* [Excerpted passage]
══════════════════════════════
The rangebound oil market has also seen the recovery in large-cap U.S. energy stocks stall with the SPY:arcx having outperformed the XLE:arcx by 15% since early June, when the impressive rally from the April low began to stall as WTI moved above $40/b.

Six days in a row WTI has now been rejected at $43 with the move above its 200-day moving average failing to trigger any technical buying interest. Support, as can be seen on the chart below, continues to move closer with the levels to look out for being trendline support at $41 followed by $40.35, the 50-day moving average.

Source: Saxo Group

Both crude oil contracts once again failed to receive a bid from the general risk appetite being signaled yesterday through a weaker dollar and a new high in the S&P 500. While not expected to be a market moving event, the market nevertheless awaits the outcome of today’s OPEC+ committee meeting. The Joint Ministerial Monitoring Committee (JMMC) will analyse and discuss the latest oil market developments. They a likely to refrain from making any major announcement at a time where pandemic related demand concerns continue to off-set improved economic data among key consumers.

They will also be keeping a close eye on U.S. shale oil producers and take comfort from the fact that a sharp fall-off in well completions could see production fall even further from its current 10.7 million barrels/day before eventually stabilizing.
══════════════════════════════
* [Extracted material]
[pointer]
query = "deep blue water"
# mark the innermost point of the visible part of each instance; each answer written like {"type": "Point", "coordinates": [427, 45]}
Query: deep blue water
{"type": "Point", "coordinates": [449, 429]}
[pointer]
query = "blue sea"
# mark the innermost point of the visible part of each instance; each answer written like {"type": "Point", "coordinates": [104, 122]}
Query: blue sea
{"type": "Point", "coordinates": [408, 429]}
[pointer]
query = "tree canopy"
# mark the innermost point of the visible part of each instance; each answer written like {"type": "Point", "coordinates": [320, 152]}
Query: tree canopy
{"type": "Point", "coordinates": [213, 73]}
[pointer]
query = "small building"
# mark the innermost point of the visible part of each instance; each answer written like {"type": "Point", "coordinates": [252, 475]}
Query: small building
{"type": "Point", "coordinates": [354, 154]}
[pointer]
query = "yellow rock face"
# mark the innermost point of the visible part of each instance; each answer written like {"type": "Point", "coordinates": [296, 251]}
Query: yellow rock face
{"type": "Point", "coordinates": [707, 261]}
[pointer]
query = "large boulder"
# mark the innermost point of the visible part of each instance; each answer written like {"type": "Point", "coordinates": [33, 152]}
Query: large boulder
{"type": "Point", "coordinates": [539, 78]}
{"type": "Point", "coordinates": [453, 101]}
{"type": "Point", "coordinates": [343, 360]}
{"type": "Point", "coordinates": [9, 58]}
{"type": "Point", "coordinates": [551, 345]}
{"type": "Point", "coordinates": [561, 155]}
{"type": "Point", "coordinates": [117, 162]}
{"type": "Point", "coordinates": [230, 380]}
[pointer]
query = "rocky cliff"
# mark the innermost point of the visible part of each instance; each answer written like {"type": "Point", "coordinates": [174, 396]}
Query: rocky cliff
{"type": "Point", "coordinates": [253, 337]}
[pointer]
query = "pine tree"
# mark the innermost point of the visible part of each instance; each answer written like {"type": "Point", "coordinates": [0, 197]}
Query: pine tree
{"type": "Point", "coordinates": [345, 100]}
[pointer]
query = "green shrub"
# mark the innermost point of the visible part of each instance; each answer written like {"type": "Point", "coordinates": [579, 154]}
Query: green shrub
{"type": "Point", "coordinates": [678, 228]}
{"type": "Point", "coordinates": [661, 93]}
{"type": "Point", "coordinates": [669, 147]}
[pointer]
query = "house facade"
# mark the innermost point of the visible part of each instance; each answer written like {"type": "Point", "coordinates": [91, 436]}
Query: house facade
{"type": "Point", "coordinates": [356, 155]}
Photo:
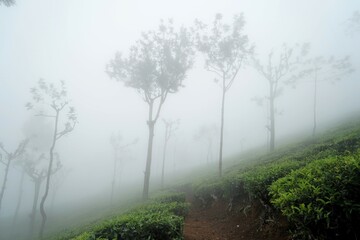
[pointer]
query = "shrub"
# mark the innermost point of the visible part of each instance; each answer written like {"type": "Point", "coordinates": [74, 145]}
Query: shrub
{"type": "Point", "coordinates": [163, 218]}
{"type": "Point", "coordinates": [322, 200]}
{"type": "Point", "coordinates": [258, 180]}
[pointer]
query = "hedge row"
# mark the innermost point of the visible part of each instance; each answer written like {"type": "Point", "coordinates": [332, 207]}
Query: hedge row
{"type": "Point", "coordinates": [322, 200]}
{"type": "Point", "coordinates": [163, 218]}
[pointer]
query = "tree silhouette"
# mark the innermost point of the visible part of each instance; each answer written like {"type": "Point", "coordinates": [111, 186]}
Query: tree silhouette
{"type": "Point", "coordinates": [226, 49]}
{"type": "Point", "coordinates": [37, 173]}
{"type": "Point", "coordinates": [277, 71]}
{"type": "Point", "coordinates": [321, 69]}
{"type": "Point", "coordinates": [54, 99]}
{"type": "Point", "coordinates": [156, 66]}
{"type": "Point", "coordinates": [7, 159]}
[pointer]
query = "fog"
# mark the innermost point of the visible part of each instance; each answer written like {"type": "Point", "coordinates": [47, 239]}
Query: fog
{"type": "Point", "coordinates": [73, 41]}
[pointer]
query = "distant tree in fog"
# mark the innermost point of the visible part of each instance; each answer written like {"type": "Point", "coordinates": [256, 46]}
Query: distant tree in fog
{"type": "Point", "coordinates": [54, 100]}
{"type": "Point", "coordinates": [321, 69]}
{"type": "Point", "coordinates": [170, 127]}
{"type": "Point", "coordinates": [34, 168]}
{"type": "Point", "coordinates": [7, 3]}
{"type": "Point", "coordinates": [207, 134]}
{"type": "Point", "coordinates": [119, 149]}
{"type": "Point", "coordinates": [226, 50]}
{"type": "Point", "coordinates": [278, 69]}
{"type": "Point", "coordinates": [156, 66]}
{"type": "Point", "coordinates": [6, 158]}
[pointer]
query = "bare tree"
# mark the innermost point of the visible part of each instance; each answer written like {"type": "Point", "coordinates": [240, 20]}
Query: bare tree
{"type": "Point", "coordinates": [207, 134]}
{"type": "Point", "coordinates": [56, 184]}
{"type": "Point", "coordinates": [118, 148]}
{"type": "Point", "coordinates": [6, 158]}
{"type": "Point", "coordinates": [321, 69]}
{"type": "Point", "coordinates": [37, 174]}
{"type": "Point", "coordinates": [7, 3]}
{"type": "Point", "coordinates": [226, 49]}
{"type": "Point", "coordinates": [54, 99]}
{"type": "Point", "coordinates": [170, 127]}
{"type": "Point", "coordinates": [277, 71]}
{"type": "Point", "coordinates": [353, 24]}
{"type": "Point", "coordinates": [156, 66]}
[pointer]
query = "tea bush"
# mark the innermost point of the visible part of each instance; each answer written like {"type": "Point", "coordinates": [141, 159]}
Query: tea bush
{"type": "Point", "coordinates": [162, 218]}
{"type": "Point", "coordinates": [322, 200]}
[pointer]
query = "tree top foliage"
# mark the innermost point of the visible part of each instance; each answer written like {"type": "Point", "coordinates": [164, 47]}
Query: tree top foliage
{"type": "Point", "coordinates": [157, 63]}
{"type": "Point", "coordinates": [225, 46]}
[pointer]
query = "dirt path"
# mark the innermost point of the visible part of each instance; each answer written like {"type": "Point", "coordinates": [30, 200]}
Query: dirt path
{"type": "Point", "coordinates": [216, 222]}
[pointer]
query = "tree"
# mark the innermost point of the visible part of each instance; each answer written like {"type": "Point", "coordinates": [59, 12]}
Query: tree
{"type": "Point", "coordinates": [277, 72]}
{"type": "Point", "coordinates": [321, 69]}
{"type": "Point", "coordinates": [118, 148]}
{"type": "Point", "coordinates": [226, 49]}
{"type": "Point", "coordinates": [170, 128]}
{"type": "Point", "coordinates": [7, 3]}
{"type": "Point", "coordinates": [55, 100]}
{"type": "Point", "coordinates": [37, 173]}
{"type": "Point", "coordinates": [7, 160]}
{"type": "Point", "coordinates": [156, 66]}
{"type": "Point", "coordinates": [207, 134]}
{"type": "Point", "coordinates": [353, 24]}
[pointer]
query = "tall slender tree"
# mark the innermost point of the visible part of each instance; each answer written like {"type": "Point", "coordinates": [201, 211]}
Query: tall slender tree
{"type": "Point", "coordinates": [226, 49]}
{"type": "Point", "coordinates": [6, 158]}
{"type": "Point", "coordinates": [55, 101]}
{"type": "Point", "coordinates": [37, 174]}
{"type": "Point", "coordinates": [277, 71]}
{"type": "Point", "coordinates": [170, 128]}
{"type": "Point", "coordinates": [207, 134]}
{"type": "Point", "coordinates": [156, 67]}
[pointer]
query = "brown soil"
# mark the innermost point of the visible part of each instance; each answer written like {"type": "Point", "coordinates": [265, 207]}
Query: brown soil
{"type": "Point", "coordinates": [244, 221]}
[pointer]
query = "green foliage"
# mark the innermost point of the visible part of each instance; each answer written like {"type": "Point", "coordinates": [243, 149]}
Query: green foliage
{"type": "Point", "coordinates": [322, 199]}
{"type": "Point", "coordinates": [208, 190]}
{"type": "Point", "coordinates": [170, 197]}
{"type": "Point", "coordinates": [257, 181]}
{"type": "Point", "coordinates": [163, 218]}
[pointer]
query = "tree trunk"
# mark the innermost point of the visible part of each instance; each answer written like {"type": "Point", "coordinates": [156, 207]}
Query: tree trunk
{"type": "Point", "coordinates": [315, 104]}
{"type": "Point", "coordinates": [37, 183]}
{"type": "Point", "coordinates": [5, 179]}
{"type": "Point", "coordinates": [272, 118]}
{"type": "Point", "coordinates": [164, 155]}
{"type": "Point", "coordinates": [19, 197]}
{"type": "Point", "coordinates": [114, 178]}
{"type": "Point", "coordinates": [42, 203]}
{"type": "Point", "coordinates": [209, 155]}
{"type": "Point", "coordinates": [222, 130]}
{"type": "Point", "coordinates": [151, 125]}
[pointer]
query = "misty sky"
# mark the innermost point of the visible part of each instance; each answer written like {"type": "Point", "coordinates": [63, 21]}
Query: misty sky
{"type": "Point", "coordinates": [73, 40]}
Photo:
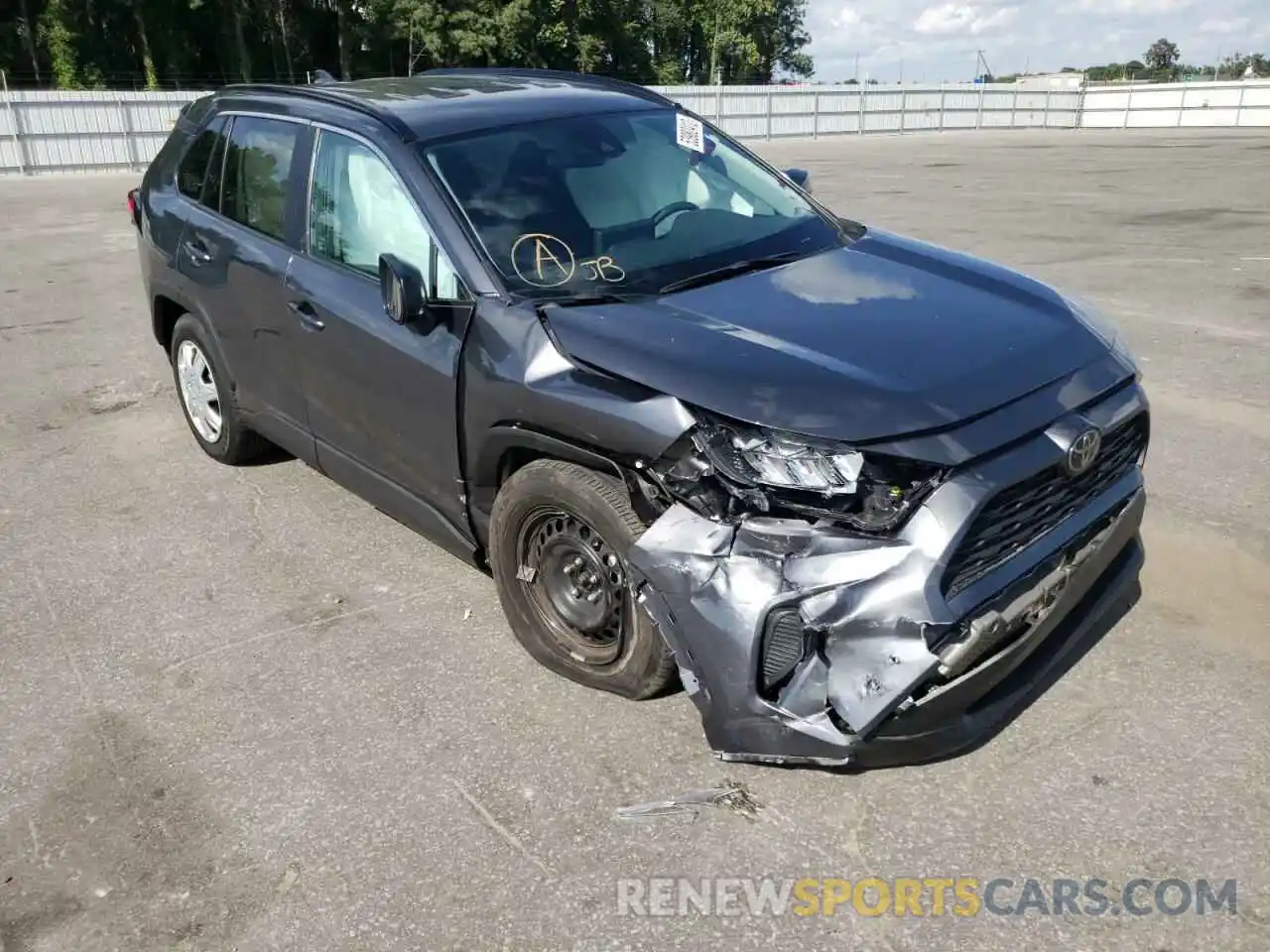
══════════════════════════════
* [Activity list]
[1] Based on the oil market commentary, answer yes or no to each statement and quote the text's deciding words: (a) WTI has been rejected at $43 six days in a row. (b) The OPEC+ committee meeting is expected to be a market moving event. (c) U.S. shale oil production currently stands at 10.7 million barrels/day.
[2] Write the next part of the oil market commentary, picking up after its final sentence.
The items are separate material, unrelated to the oil market commentary.

* [Answers]
[1]
(a) Yes: "Six days in a row WTI has now been rejected at $43"
(b) No: "While not expected to be a market moving event"
(c) Yes: "its current 10.7 million barrels/day"

[2]
Instead the group will continue to maintaining discipline while applying pressure on those countries that have yet to reach their agreed production targets. Not least considering news that Libya potentially could resume some crude oil exports after its eastern commander Khalifa Hafar said ports closed since January can reopen. Libya’s oil production has slumped from 1.2 million barrels/day last year to the current 90,000 barrels/day.

Increased pressure on Iraq and Nigeria to make further cuts with the prospect of additional barrels coming from Libya over the coming months

Also today at 14:30 GMT, the 'Weekly Petroleum Status Report' from the U.S. Energy Information Administration. With crude oil stocks expected to continue their seasonal reduction, the focus may instead turn to gasoline. It is the worst performing contract today after the American Petroleum Institute said gasoline stocks rose by an uncomfortable large and counter seasonal 5 million barrels last week.